Dataset records:
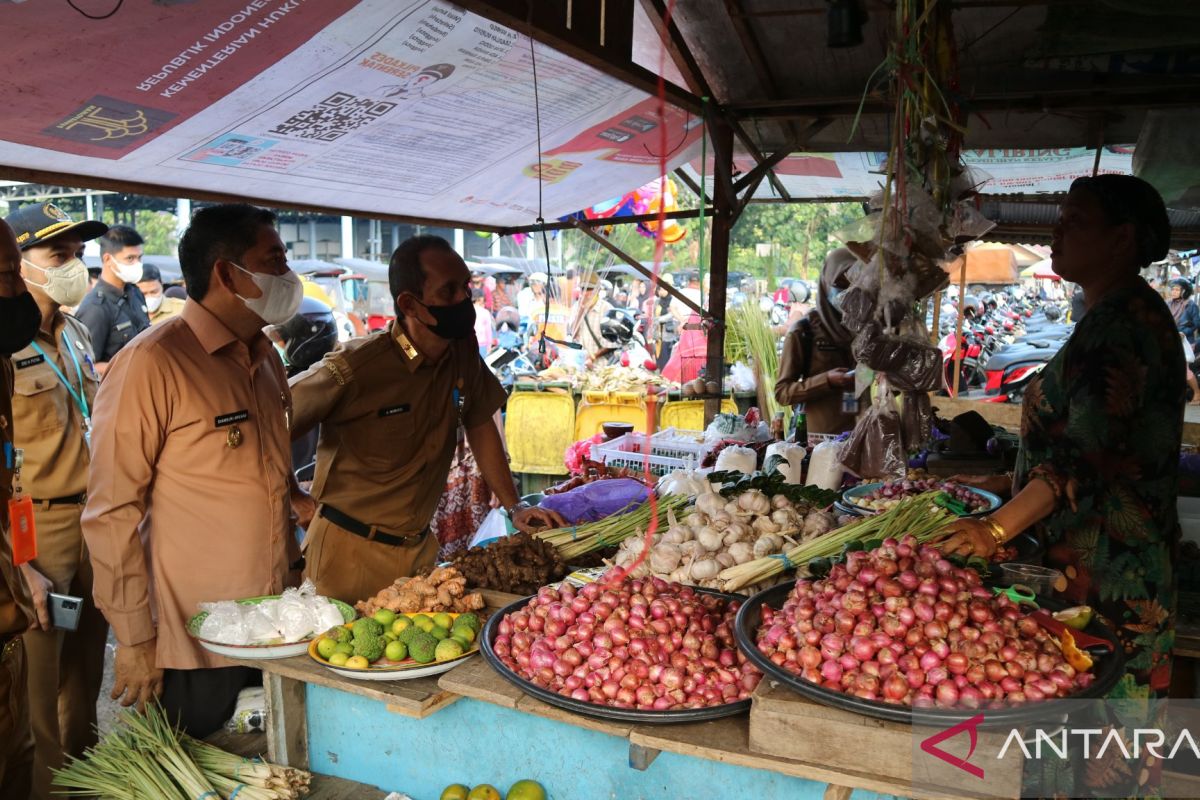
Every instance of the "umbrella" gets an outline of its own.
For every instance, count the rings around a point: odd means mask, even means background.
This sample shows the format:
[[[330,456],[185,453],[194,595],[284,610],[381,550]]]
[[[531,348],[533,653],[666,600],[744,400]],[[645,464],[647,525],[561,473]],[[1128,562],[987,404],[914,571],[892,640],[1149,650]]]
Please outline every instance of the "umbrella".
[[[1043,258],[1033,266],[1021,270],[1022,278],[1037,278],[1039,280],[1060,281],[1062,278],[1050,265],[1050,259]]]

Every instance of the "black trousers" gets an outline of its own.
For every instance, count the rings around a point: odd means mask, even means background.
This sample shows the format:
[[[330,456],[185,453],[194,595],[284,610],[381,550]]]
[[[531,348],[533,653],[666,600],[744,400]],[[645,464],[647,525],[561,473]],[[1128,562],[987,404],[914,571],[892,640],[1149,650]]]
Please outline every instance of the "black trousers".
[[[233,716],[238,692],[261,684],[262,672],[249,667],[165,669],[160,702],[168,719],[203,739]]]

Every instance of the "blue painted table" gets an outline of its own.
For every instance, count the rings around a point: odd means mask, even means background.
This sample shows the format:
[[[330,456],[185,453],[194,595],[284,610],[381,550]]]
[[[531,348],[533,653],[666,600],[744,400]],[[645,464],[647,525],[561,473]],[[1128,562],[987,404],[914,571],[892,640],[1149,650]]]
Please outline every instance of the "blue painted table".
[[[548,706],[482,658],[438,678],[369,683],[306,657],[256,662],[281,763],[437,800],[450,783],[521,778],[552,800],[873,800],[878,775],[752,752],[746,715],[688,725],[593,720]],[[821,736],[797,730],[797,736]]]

--

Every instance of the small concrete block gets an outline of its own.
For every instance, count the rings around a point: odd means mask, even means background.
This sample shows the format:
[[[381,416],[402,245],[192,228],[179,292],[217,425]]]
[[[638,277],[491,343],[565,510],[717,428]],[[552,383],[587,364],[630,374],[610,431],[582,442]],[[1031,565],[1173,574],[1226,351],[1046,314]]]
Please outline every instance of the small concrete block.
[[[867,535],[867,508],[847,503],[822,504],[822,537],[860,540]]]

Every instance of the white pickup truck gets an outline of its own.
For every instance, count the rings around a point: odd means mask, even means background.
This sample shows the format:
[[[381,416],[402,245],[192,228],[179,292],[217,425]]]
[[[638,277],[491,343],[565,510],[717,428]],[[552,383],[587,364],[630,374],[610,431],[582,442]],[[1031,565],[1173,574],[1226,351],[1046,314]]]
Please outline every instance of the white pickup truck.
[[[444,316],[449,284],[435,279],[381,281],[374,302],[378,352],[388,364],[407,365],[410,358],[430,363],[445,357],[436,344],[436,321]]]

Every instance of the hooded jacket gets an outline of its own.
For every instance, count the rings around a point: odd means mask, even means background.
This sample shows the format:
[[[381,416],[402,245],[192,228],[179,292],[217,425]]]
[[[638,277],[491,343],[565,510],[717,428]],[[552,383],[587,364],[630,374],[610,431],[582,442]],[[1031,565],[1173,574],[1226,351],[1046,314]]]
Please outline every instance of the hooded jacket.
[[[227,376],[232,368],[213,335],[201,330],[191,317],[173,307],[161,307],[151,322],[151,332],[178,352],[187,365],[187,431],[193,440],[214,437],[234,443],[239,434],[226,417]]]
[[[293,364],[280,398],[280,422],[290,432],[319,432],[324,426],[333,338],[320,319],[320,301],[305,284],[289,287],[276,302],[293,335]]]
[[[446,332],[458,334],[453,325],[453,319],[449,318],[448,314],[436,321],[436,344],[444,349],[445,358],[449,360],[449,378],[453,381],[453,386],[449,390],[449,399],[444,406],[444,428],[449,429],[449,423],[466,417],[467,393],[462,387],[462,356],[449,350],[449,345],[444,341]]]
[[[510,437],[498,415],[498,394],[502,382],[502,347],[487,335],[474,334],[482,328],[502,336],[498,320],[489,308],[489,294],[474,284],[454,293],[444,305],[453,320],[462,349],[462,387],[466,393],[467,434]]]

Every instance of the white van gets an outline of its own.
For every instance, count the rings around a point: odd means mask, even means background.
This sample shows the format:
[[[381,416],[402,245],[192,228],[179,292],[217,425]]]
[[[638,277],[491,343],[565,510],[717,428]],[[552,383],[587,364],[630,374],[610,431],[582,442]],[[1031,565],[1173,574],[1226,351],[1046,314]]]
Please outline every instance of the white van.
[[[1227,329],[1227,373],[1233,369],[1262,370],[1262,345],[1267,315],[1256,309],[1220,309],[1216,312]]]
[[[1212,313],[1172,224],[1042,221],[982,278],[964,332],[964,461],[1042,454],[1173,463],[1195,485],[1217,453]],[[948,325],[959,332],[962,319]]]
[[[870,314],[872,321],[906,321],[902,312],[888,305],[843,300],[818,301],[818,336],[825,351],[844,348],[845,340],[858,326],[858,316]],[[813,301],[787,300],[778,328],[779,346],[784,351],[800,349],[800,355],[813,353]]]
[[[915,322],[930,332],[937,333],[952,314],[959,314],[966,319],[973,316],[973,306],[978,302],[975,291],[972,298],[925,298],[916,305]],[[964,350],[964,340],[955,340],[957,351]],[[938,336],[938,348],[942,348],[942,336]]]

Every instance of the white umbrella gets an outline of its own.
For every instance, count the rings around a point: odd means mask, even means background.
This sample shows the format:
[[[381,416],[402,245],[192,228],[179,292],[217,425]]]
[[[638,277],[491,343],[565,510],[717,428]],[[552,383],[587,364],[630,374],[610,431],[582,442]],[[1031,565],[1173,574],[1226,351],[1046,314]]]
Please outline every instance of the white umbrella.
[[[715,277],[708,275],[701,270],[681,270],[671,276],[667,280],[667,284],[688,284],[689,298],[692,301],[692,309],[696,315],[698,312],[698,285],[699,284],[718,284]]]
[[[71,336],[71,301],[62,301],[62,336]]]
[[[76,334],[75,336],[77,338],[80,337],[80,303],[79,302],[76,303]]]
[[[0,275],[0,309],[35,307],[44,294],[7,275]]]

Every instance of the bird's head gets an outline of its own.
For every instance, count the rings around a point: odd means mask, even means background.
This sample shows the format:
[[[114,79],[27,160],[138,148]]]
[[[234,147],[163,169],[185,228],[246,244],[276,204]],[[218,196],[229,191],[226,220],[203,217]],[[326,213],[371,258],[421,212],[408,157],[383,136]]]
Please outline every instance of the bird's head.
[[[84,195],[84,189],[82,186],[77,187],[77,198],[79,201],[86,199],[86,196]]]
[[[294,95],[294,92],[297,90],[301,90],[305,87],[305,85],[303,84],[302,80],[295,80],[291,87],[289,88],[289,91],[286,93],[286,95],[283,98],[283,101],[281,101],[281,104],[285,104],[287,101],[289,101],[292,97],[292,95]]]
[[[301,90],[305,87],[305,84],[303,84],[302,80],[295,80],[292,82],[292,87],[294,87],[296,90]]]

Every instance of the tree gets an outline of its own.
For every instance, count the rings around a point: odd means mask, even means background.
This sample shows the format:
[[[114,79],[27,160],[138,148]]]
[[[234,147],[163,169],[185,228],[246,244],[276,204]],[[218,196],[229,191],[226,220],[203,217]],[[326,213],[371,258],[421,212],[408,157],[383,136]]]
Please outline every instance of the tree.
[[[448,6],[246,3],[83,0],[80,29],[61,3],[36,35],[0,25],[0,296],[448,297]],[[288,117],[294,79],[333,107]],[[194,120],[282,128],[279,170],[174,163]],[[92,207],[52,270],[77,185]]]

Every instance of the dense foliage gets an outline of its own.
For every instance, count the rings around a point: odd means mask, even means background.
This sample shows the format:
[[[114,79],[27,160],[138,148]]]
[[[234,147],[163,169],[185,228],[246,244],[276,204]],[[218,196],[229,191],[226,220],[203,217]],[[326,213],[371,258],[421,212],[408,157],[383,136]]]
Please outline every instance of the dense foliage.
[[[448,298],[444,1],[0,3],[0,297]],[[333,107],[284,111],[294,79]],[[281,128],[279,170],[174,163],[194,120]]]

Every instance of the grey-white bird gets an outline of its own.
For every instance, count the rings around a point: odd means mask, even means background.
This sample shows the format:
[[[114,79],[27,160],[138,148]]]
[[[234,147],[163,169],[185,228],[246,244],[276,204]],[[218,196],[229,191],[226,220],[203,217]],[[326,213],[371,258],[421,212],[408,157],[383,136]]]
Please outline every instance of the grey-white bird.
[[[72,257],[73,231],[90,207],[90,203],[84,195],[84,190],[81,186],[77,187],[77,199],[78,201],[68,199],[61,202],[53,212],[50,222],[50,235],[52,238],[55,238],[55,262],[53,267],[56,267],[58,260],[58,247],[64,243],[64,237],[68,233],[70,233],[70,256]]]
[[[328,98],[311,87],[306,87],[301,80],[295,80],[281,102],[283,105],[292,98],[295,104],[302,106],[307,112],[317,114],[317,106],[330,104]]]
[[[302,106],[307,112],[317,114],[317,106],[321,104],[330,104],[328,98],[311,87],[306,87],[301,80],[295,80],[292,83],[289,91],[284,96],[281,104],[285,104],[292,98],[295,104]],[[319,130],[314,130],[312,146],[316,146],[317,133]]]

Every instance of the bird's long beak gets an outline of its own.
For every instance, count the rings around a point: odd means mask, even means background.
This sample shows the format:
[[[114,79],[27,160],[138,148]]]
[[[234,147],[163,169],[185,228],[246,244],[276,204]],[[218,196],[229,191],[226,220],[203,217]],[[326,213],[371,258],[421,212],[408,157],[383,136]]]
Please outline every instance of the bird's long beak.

--

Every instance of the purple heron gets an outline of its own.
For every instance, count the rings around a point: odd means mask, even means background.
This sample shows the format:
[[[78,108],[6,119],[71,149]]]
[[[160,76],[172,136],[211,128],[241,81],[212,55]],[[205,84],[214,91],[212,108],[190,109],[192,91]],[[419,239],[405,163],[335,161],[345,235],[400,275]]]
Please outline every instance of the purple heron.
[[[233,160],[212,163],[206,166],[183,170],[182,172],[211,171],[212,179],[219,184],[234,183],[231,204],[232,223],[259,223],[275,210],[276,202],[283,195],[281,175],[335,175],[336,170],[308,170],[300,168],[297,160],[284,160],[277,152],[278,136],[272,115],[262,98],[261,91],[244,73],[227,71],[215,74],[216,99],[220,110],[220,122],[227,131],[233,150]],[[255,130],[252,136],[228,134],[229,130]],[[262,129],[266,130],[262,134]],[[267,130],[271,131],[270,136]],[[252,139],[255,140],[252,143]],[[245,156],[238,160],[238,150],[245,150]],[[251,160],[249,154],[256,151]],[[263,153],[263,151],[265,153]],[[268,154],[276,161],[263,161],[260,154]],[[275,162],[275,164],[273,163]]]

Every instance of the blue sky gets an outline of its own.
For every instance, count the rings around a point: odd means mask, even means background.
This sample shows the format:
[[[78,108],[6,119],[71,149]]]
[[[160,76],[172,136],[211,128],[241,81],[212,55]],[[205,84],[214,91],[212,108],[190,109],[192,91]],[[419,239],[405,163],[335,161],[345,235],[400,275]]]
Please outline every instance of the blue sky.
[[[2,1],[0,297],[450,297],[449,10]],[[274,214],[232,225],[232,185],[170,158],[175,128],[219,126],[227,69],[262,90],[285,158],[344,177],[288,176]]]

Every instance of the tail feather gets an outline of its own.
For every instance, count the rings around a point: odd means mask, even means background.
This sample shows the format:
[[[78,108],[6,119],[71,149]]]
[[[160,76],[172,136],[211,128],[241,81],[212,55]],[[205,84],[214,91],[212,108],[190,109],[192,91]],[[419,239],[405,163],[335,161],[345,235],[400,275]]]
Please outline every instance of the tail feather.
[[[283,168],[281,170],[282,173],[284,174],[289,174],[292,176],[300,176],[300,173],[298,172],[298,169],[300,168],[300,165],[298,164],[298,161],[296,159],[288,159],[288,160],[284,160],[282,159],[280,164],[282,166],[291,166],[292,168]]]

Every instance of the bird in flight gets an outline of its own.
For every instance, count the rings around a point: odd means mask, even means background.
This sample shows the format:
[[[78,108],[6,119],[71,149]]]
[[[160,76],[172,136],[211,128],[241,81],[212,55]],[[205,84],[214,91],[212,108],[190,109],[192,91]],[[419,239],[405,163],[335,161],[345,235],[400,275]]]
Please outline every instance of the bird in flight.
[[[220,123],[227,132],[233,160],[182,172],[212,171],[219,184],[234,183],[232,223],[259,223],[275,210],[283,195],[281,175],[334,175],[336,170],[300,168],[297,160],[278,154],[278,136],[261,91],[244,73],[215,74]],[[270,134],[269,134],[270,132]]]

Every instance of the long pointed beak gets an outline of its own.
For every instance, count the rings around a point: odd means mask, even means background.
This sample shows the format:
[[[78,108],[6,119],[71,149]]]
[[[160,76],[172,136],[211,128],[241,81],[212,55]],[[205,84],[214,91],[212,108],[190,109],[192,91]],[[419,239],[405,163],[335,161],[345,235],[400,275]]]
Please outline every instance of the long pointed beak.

Task objective:
The answer must consist of each line from the entries that contains the string "long".

Answer area:
Every instance of the bird's long beak gets an outline of its own.
Please outline every instance of the bird's long beak.
Every instance of the long pointed beak gets an outline of its own.
Please outline every instance of the long pointed beak.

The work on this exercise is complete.